Activity:
Exactly as they appear, copy the lines from the one holding "Target: car grille" through the end of the records, leaving pictures out.

The records:
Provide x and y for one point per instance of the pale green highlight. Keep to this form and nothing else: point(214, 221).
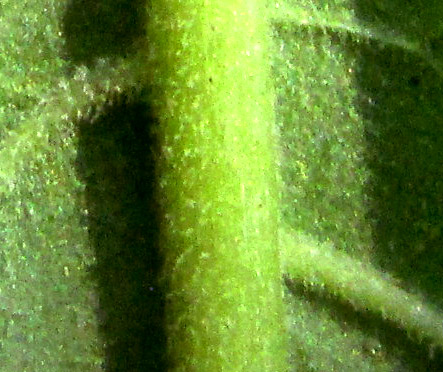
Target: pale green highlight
point(217, 185)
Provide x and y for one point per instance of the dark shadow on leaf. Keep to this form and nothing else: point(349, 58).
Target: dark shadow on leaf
point(114, 161)
point(400, 98)
point(102, 28)
point(413, 355)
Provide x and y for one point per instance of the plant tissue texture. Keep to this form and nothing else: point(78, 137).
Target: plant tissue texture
point(218, 185)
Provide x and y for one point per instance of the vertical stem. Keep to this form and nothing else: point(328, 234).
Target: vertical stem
point(217, 184)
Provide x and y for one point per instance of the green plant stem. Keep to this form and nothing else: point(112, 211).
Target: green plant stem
point(323, 267)
point(217, 185)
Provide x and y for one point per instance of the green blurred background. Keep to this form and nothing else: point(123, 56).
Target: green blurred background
point(359, 111)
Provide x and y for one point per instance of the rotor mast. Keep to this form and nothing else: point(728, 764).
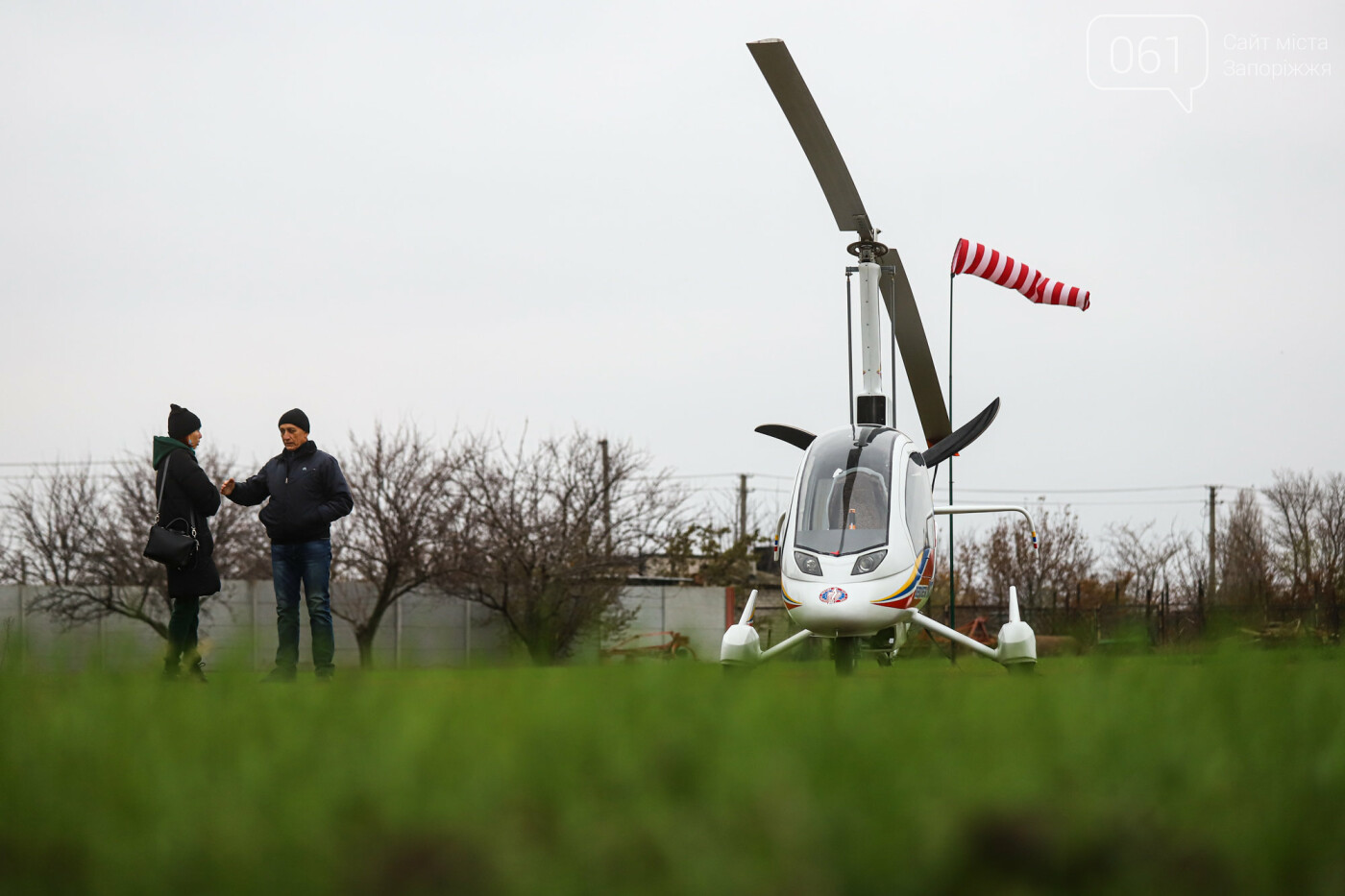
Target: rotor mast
point(870, 403)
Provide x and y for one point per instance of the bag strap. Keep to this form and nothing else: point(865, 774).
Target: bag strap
point(163, 483)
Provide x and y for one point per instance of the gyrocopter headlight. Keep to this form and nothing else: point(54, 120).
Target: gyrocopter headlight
point(868, 563)
point(807, 563)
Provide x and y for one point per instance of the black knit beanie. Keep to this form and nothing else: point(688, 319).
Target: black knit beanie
point(295, 417)
point(182, 423)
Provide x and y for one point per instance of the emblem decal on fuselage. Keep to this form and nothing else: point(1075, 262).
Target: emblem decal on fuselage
point(833, 596)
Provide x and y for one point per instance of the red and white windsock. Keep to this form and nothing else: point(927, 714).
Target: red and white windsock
point(1002, 271)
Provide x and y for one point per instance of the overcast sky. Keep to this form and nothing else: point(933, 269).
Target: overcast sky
point(595, 214)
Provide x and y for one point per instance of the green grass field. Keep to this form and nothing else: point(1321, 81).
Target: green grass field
point(1194, 774)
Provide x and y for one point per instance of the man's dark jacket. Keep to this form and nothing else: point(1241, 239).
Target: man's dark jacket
point(187, 493)
point(306, 493)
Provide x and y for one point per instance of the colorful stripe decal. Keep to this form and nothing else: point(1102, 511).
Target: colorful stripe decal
point(901, 597)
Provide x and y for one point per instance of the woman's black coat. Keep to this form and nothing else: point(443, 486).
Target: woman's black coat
point(188, 489)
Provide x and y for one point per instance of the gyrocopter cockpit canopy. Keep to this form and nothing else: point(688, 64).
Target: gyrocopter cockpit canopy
point(846, 496)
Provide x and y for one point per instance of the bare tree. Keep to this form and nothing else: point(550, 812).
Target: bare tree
point(1295, 498)
point(1062, 560)
point(1145, 560)
point(713, 556)
point(1243, 553)
point(83, 534)
point(400, 537)
point(83, 537)
point(1329, 530)
point(535, 544)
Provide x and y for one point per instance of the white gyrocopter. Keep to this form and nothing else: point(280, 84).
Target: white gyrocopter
point(857, 545)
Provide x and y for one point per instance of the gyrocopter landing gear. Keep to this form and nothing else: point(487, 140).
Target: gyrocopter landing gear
point(1017, 650)
point(846, 654)
point(742, 647)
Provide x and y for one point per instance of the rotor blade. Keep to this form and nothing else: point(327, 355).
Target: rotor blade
point(967, 433)
point(776, 64)
point(793, 435)
point(915, 350)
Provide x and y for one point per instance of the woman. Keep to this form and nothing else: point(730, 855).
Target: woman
point(188, 499)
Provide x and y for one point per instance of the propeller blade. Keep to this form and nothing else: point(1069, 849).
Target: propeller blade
point(793, 435)
point(777, 66)
point(915, 350)
point(967, 433)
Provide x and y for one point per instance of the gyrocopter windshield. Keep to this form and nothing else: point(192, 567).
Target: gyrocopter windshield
point(846, 492)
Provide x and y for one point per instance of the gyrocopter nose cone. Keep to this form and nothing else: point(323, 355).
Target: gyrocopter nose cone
point(833, 594)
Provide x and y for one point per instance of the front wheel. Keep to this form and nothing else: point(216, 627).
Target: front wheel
point(846, 654)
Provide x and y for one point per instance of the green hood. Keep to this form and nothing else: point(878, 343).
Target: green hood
point(164, 446)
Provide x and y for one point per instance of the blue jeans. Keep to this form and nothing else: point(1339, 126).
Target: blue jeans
point(308, 563)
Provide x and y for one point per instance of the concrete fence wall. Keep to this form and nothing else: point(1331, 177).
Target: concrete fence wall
point(238, 626)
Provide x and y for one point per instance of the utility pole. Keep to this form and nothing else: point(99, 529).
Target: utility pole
point(1210, 588)
point(607, 498)
point(743, 506)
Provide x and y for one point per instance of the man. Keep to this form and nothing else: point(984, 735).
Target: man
point(306, 494)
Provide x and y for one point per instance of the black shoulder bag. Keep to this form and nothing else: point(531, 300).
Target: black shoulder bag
point(165, 545)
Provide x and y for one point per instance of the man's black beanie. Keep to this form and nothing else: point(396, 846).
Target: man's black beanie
point(295, 417)
point(182, 423)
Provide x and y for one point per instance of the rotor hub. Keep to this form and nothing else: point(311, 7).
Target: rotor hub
point(867, 249)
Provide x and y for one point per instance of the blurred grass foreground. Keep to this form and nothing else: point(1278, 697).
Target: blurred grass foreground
point(1212, 774)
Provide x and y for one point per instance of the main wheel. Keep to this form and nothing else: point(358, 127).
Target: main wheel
point(846, 654)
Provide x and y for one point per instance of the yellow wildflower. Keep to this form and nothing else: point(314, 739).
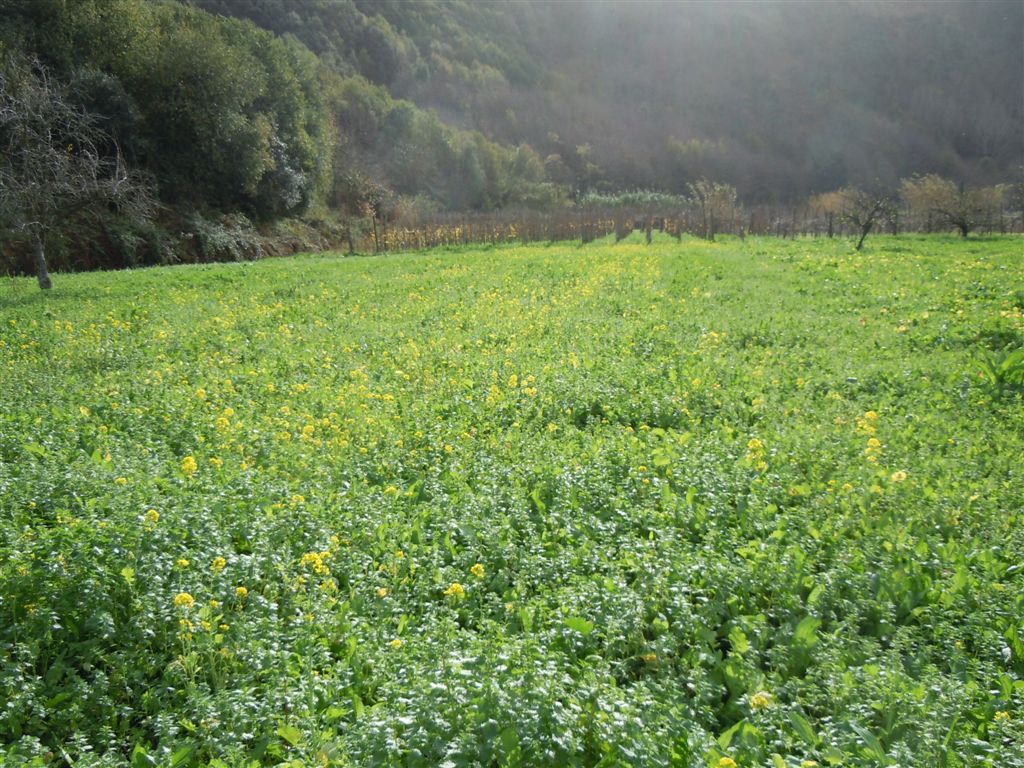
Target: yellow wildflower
point(456, 590)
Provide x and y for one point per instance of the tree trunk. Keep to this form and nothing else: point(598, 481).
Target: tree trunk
point(39, 255)
point(863, 233)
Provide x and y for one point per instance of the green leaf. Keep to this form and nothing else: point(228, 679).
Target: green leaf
point(804, 728)
point(579, 624)
point(140, 758)
point(806, 632)
point(181, 757)
point(875, 748)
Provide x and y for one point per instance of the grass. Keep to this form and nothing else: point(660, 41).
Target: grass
point(619, 505)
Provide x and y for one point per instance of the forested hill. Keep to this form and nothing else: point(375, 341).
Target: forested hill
point(780, 99)
point(225, 114)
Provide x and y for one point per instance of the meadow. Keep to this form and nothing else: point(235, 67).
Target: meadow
point(753, 503)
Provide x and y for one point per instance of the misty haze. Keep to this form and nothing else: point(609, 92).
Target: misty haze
point(511, 384)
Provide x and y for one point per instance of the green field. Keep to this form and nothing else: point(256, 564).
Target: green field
point(744, 503)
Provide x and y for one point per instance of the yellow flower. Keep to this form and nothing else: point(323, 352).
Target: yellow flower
point(314, 560)
point(456, 590)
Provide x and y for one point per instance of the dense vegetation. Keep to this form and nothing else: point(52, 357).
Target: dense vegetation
point(699, 504)
point(778, 99)
point(238, 118)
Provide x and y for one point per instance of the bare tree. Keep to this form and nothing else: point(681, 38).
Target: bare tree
point(716, 203)
point(935, 197)
point(863, 209)
point(51, 164)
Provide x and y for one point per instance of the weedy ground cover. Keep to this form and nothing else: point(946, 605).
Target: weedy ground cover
point(745, 503)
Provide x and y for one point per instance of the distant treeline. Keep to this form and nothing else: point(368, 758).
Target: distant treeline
point(211, 129)
point(925, 205)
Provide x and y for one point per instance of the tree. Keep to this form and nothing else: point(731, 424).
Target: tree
point(863, 209)
point(934, 197)
point(830, 204)
point(716, 204)
point(51, 164)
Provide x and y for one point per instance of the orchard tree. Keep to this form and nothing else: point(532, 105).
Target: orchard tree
point(51, 164)
point(862, 209)
point(832, 205)
point(716, 204)
point(939, 199)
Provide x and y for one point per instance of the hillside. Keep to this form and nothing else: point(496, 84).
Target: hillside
point(265, 126)
point(780, 99)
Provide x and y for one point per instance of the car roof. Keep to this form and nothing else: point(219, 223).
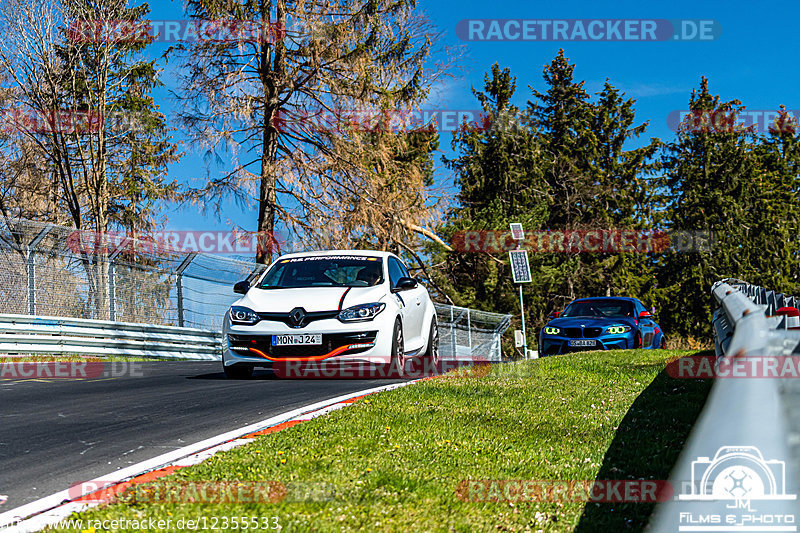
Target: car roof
point(322, 253)
point(627, 298)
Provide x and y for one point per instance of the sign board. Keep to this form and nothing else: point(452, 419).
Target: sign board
point(520, 268)
point(519, 341)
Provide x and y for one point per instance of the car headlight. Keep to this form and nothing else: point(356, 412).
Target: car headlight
point(359, 313)
point(243, 315)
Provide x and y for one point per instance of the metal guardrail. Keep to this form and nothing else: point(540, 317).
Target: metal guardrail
point(25, 334)
point(54, 335)
point(747, 439)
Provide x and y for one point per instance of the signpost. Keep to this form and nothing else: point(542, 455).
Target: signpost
point(521, 273)
point(519, 340)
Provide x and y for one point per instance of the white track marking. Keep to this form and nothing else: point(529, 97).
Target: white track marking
point(51, 509)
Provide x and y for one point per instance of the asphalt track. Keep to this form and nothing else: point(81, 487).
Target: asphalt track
point(56, 432)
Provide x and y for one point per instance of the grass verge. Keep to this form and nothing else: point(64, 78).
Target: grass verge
point(393, 461)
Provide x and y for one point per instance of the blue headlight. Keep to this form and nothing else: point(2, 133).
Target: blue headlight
point(243, 316)
point(361, 313)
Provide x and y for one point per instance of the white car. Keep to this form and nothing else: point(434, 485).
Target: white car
point(354, 307)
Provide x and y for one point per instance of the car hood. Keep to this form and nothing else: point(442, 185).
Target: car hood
point(589, 322)
point(311, 299)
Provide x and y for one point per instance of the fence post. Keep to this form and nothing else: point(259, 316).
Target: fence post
point(469, 333)
point(452, 334)
point(179, 285)
point(112, 279)
point(30, 264)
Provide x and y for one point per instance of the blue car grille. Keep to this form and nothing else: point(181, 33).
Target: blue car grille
point(582, 333)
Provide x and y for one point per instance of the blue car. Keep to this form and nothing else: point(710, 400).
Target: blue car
point(608, 323)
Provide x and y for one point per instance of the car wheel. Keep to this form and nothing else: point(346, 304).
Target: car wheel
point(398, 365)
point(238, 371)
point(432, 353)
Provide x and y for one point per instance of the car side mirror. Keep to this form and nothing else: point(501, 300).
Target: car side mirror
point(242, 287)
point(403, 284)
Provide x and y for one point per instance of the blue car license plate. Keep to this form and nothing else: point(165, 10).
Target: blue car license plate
point(583, 342)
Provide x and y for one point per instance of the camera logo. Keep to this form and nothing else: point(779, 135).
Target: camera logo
point(738, 473)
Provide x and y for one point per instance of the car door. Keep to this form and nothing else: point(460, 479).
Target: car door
point(646, 326)
point(410, 303)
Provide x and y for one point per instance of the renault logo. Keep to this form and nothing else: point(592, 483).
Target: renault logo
point(296, 317)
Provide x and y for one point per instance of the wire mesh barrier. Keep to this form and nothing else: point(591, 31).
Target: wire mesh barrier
point(740, 468)
point(48, 270)
point(469, 333)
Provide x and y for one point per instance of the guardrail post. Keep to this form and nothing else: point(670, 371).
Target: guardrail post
point(179, 285)
point(30, 265)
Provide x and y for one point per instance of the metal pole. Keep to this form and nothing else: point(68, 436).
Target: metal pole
point(179, 285)
point(522, 315)
point(112, 291)
point(31, 267)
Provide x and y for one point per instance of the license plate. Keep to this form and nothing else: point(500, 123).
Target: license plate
point(295, 340)
point(583, 342)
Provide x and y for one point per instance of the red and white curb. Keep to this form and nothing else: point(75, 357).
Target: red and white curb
point(51, 509)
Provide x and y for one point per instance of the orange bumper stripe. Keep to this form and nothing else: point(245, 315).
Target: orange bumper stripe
point(332, 353)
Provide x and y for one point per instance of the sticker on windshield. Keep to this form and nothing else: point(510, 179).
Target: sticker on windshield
point(330, 258)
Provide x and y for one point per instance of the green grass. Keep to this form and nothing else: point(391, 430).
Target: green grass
point(393, 461)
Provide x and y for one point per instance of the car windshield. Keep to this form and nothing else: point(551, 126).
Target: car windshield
point(324, 271)
point(600, 308)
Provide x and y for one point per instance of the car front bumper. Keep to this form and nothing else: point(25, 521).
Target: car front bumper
point(556, 344)
point(360, 343)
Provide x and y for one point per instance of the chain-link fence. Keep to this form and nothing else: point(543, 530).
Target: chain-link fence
point(48, 270)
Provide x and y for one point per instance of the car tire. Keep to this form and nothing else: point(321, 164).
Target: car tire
point(397, 367)
point(238, 371)
point(432, 353)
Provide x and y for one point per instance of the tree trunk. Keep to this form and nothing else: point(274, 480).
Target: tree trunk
point(267, 201)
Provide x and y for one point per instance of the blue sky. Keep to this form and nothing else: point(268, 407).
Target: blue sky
point(752, 60)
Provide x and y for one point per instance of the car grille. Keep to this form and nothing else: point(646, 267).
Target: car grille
point(307, 318)
point(330, 342)
point(582, 333)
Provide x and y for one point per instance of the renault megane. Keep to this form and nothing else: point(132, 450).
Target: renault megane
point(343, 307)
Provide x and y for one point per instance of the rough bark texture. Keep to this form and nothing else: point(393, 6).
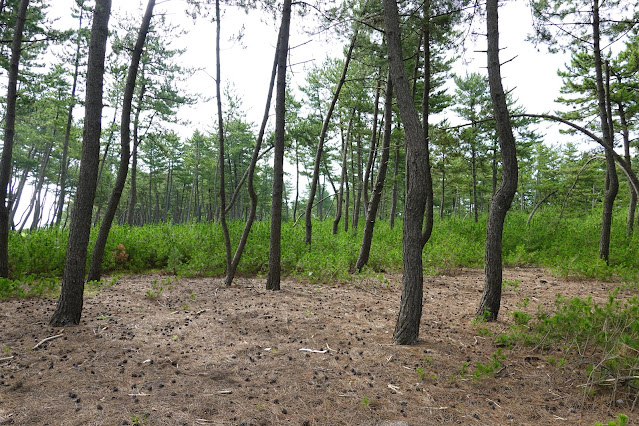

Output for this task:
Target: car grille
point(307, 318)
point(330, 342)
point(582, 333)
Provide x and y for one point per instance of the renault megane. Keep to this form and nothing else: point(132, 450).
Target: renault megane
point(343, 307)
Provide x and y for one point per instance of the rough bark texture. Keep to this form and nothing else: point(393, 6).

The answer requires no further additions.